Paginafragment.

Vrije Universiteit Amsterdam

Informatie voor de pers. Vrije Universiteit Amsterdam. 12/07/2004


---

Overgewicht leidt tot meer ongezonde levensjaren

Voor het eerst is aangetoond dat mensen met overgewicht niet alleen eerder doodgaan, maar tijdens hun leven ook langer ziek zijn: ze zijn langer arbeidsongeschikt, lijden langer aan hart- en vaatziekten en gebruiken langer medicijnen. Overgewicht vergroot de risico"s op arbeidsongeschiktheid en ziekte sterk, ook op jongvolwassen leeftijd al.

Opdrachten.
1. Zet de alinea die begint met "Voor het eerst is aangetoond" uit het persbericht over overgewicht om in een korte opsomming met de belangrijkste feiten.
2. Schrijf het persbericht over overgewicht verder na de laatste zin.
De records die volgen staan los van het persbericht over overgewicht.

Fragmenten uit records.
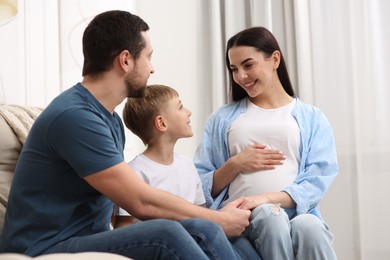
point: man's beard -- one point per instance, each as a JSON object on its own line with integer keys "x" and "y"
{"x": 134, "y": 88}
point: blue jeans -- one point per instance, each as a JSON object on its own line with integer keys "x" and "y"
{"x": 274, "y": 236}
{"x": 156, "y": 239}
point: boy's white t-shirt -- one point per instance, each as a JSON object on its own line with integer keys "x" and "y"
{"x": 275, "y": 128}
{"x": 180, "y": 178}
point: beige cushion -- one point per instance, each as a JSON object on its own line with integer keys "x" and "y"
{"x": 9, "y": 152}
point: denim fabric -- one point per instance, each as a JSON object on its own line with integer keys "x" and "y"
{"x": 276, "y": 237}
{"x": 156, "y": 239}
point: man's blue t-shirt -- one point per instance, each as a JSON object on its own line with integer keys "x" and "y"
{"x": 49, "y": 201}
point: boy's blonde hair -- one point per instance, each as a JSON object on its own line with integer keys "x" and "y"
{"x": 139, "y": 113}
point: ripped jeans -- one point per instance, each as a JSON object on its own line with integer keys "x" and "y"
{"x": 274, "y": 236}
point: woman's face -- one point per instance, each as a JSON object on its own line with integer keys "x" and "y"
{"x": 252, "y": 70}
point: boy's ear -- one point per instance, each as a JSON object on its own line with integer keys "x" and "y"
{"x": 159, "y": 123}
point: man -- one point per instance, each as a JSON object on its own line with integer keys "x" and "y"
{"x": 71, "y": 169}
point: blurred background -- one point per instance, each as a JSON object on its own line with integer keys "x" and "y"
{"x": 337, "y": 54}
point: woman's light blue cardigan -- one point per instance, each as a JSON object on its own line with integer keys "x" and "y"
{"x": 318, "y": 166}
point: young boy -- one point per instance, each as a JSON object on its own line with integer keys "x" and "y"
{"x": 159, "y": 120}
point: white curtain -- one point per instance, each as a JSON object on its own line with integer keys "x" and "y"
{"x": 338, "y": 57}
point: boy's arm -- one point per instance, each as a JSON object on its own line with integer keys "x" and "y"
{"x": 128, "y": 191}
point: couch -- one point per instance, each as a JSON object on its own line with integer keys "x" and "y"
{"x": 15, "y": 122}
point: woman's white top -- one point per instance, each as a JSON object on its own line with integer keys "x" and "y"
{"x": 275, "y": 128}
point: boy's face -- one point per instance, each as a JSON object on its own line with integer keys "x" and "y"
{"x": 177, "y": 119}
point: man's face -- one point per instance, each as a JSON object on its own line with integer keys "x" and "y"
{"x": 136, "y": 79}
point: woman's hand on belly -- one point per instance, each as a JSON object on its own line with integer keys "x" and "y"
{"x": 257, "y": 157}
{"x": 282, "y": 198}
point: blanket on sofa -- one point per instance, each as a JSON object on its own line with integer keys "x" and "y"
{"x": 20, "y": 119}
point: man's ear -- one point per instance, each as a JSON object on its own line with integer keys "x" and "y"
{"x": 276, "y": 59}
{"x": 160, "y": 124}
{"x": 125, "y": 60}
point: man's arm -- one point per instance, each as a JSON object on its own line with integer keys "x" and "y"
{"x": 121, "y": 184}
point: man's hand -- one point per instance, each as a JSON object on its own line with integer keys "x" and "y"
{"x": 234, "y": 220}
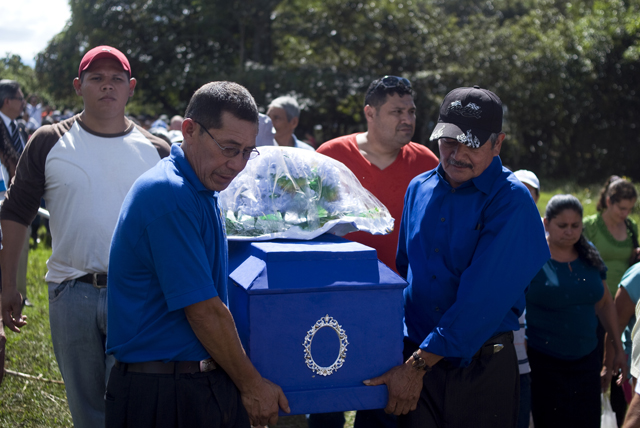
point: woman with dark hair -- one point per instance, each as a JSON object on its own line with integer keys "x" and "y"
{"x": 615, "y": 236}
{"x": 563, "y": 301}
{"x": 612, "y": 231}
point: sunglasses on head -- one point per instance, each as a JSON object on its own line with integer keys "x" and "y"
{"x": 389, "y": 82}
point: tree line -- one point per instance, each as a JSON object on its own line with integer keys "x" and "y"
{"x": 566, "y": 71}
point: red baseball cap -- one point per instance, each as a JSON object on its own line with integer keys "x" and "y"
{"x": 103, "y": 52}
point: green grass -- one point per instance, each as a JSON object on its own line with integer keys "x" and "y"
{"x": 25, "y": 402}
{"x": 31, "y": 403}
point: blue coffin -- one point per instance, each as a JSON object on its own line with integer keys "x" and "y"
{"x": 317, "y": 318}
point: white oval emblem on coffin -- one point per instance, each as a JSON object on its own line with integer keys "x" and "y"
{"x": 325, "y": 322}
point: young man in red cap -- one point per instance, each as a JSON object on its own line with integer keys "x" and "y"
{"x": 83, "y": 167}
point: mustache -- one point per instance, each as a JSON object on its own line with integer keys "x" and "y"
{"x": 459, "y": 164}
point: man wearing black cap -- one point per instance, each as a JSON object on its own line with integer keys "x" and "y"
{"x": 470, "y": 242}
{"x": 83, "y": 167}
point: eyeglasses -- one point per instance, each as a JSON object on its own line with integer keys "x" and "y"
{"x": 393, "y": 82}
{"x": 231, "y": 152}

Antwoorden.
1.
- Voor het eerst is aangetoond dat mensen met overgewicht eerder sterven en tijdens hun leven ook langer ziek zijn.
- Ze zijn langer arbeidsongeschikt, hebben langer hart- en vaatziekten en gebruiken langer medicijnen.
- Overgewicht vergroot het risico op arbeidsongeschiktheid en ziekte sterk, al op jongvolwassen leeftijd.

2.
Dr. Tommy Visscher, post-doc op de afdeling Voeding en gezondheid op de Faculteit der Aard- en Levenswetenschappen van de VU, toont dat aan in het artikel Obesity and unhealthy life years in adult Finns, dat maandag 12 juli verschijnt in het tijdschrift Archives of internal medicine. Belangrijk is dat het extra risico van overgewicht op arbeidsongeschiktheid en ziekte hoger is dan het extra risico van overgewicht op sterfte. Ziekte door overgewicht treedt dus eerder op dan sterfte door overgewicht. Gedurende de onderzoeksperiode van vijftien jaar waren mensen met ernstig overgewicht daardoor zo"n half jaar langer arbeidsongeschikt, hadden ze een half jaar langer hart- en vaatziekten en gebruikten ze anderhalf jaar langer medicijnen voor diverse chronische ziekten dan mensen zonder overgewicht.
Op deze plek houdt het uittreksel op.